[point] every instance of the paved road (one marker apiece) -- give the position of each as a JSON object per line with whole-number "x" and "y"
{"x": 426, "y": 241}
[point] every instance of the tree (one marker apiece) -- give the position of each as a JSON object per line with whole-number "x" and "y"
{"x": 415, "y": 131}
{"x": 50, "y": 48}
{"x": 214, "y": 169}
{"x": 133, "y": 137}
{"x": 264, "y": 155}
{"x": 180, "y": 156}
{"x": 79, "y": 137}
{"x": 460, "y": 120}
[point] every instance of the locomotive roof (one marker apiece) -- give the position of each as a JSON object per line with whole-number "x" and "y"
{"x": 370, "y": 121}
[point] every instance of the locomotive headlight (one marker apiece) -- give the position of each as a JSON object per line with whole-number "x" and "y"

══════

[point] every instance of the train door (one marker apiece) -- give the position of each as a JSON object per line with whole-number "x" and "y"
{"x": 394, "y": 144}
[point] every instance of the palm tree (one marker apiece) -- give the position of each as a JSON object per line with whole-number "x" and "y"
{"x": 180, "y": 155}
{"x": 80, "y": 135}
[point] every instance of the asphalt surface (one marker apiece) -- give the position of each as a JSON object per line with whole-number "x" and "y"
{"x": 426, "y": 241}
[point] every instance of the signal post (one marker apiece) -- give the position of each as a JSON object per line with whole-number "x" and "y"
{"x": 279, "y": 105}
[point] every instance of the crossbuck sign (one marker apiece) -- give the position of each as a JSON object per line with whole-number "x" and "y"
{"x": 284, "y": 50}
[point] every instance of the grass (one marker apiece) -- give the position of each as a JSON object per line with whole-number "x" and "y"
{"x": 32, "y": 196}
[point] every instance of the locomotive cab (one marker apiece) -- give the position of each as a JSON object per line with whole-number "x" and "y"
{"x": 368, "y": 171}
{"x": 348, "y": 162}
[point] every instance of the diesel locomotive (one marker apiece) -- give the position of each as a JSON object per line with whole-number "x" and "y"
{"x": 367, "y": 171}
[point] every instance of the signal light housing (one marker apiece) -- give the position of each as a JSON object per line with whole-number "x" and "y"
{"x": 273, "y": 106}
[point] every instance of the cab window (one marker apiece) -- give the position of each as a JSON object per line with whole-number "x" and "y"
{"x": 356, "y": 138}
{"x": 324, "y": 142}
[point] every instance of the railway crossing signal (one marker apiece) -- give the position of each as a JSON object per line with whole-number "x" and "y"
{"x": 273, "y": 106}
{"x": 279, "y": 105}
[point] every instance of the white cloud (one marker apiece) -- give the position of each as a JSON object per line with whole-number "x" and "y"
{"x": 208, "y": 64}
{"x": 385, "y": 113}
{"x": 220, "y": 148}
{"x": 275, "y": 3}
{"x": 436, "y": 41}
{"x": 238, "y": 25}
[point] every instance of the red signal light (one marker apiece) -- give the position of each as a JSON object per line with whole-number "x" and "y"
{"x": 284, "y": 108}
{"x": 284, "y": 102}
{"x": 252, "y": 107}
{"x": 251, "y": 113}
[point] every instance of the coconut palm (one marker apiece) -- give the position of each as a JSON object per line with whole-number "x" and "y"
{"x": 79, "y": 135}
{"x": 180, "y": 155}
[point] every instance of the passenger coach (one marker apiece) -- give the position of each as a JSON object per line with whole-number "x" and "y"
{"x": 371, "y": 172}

══════

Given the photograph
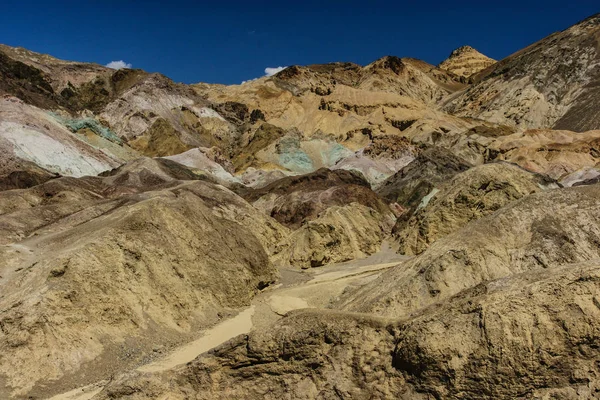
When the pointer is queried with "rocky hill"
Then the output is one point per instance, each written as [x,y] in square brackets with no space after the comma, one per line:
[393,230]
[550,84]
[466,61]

══════

▶ [TASK DESCRIPTION]: Using the records above, copy word for word the line with "[point] every instance of the paved", the line with "[point] every instance of the locomotive headlight", and every line between them.

▶ [YOUR RESPONSE]:
[point] every instance of the paved road (one marker apiece) -- give the position of each as a JSON object per line with whole-number "x" and "y"
{"x": 426, "y": 241}
[point] every instance of the tree (one marker apiece) -- give the position of each as a JSON object per line with whole-number "x" and "y"
{"x": 415, "y": 131}
{"x": 50, "y": 48}
{"x": 214, "y": 169}
{"x": 133, "y": 137}
{"x": 264, "y": 155}
{"x": 180, "y": 156}
{"x": 79, "y": 137}
{"x": 460, "y": 120}
[point] every instance of the locomotive roof (one marker apiece) -- give the position of each as a JSON object per line with whole-number "x" and "y"
{"x": 370, "y": 121}
[point] every instance of the locomotive headlight (one marker apiece) -- give the position of each as a JSON object per line with whole-number "x" and "y"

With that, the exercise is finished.